• **What is required**
Reproduce every one of the records below verbatim, from the first line through the last.

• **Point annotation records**
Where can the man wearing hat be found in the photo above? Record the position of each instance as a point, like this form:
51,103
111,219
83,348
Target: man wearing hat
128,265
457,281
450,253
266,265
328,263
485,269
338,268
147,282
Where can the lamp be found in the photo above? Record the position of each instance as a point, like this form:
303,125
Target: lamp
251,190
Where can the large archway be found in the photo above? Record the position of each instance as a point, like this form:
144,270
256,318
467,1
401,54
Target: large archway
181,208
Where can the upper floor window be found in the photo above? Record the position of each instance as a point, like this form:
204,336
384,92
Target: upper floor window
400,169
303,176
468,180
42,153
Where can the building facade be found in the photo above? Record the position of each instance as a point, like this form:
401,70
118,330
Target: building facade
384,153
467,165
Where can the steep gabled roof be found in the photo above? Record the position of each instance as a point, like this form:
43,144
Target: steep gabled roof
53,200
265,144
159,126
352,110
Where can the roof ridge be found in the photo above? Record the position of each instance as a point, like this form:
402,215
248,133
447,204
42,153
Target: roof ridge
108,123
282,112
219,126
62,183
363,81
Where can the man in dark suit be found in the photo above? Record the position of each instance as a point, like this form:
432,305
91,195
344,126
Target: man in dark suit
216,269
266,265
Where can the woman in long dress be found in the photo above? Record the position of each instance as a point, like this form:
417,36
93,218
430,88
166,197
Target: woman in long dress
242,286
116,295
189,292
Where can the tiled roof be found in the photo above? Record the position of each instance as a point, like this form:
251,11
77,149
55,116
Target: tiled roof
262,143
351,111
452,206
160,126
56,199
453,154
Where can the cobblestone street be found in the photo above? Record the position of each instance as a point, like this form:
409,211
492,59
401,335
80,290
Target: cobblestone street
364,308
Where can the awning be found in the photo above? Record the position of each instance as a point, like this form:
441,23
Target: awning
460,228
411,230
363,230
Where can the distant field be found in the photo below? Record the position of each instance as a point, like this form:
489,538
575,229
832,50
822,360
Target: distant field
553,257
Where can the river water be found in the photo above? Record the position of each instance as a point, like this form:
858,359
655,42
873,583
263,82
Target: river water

• **Task response**
Where can the man wearing hat be found in the photo above? Record the position of each instance as a point, like this form:
51,103
111,219
83,348
Target: man wearing hat
128,265
457,281
450,253
266,265
328,263
485,269
338,268
147,282
Where can the lamp be found in the photo above? Record the position of each instance as a point, like this form:
303,125
Target: lamp
251,190
Where can the large archway be found in the photo above? Record the position of each instance as a point, like this form:
144,270
256,318
467,1
401,54
Target: large archway
181,208
Where can the upper floor window be found in the photo above? Record the position of each instance as a point, like this form:
204,336
384,92
Target: upper floor window
400,169
303,176
468,180
42,153
Where can the building facade be found in the photo above? Record the position of each instance as a point, like this form:
401,70
118,330
Target: building facade
384,153
467,165
Where can the steep gabled roof be found in the photo above? Record the position of each instance as a point, like this form:
43,144
Target: steep gabled roof
53,200
265,144
159,126
352,110
Where can the roof ridge be found in the photo above? Record the position of each instance as a point, like this form:
402,215
248,133
447,204
42,153
Target: roof ridge
108,123
282,112
219,126
62,183
363,81
Where can the man in dark suit be found in the photo above? Record the position of each instance as a point, like this form:
432,305
91,195
344,126
Target: man in dark suit
216,269
266,265
Where can the woman in long dress be found in the photo above? Record the position of each instance as a point, like this form:
417,36
93,218
430,88
166,197
Target: woman in long dress
242,286
116,295
189,292
Where can the tiled roof be found in the photo above? Record the position of each instance as a point, like this form:
251,11
77,149
55,116
Target: tiled roof
262,143
351,111
452,206
160,126
56,199
453,154
Where can the cobblestone street be found in the photo above? Record the position of each instance as a point, like this form:
409,211
492,59
401,335
80,290
Target: cobblestone street
364,308
Where can the awning be found in the photo above? Record the position of each instance as a point, like this form:
441,23
Target: awning
460,228
411,230
363,230
Where can the distant field be found in the photo below? Record the position of each instance as a point, like this form:
489,538
575,229
832,50
822,360
Target: distant field
553,257
Where can the river water be found in the photo above? Record the position of each instance as a point, like this form:
858,359
655,42
873,583
263,82
Target: river water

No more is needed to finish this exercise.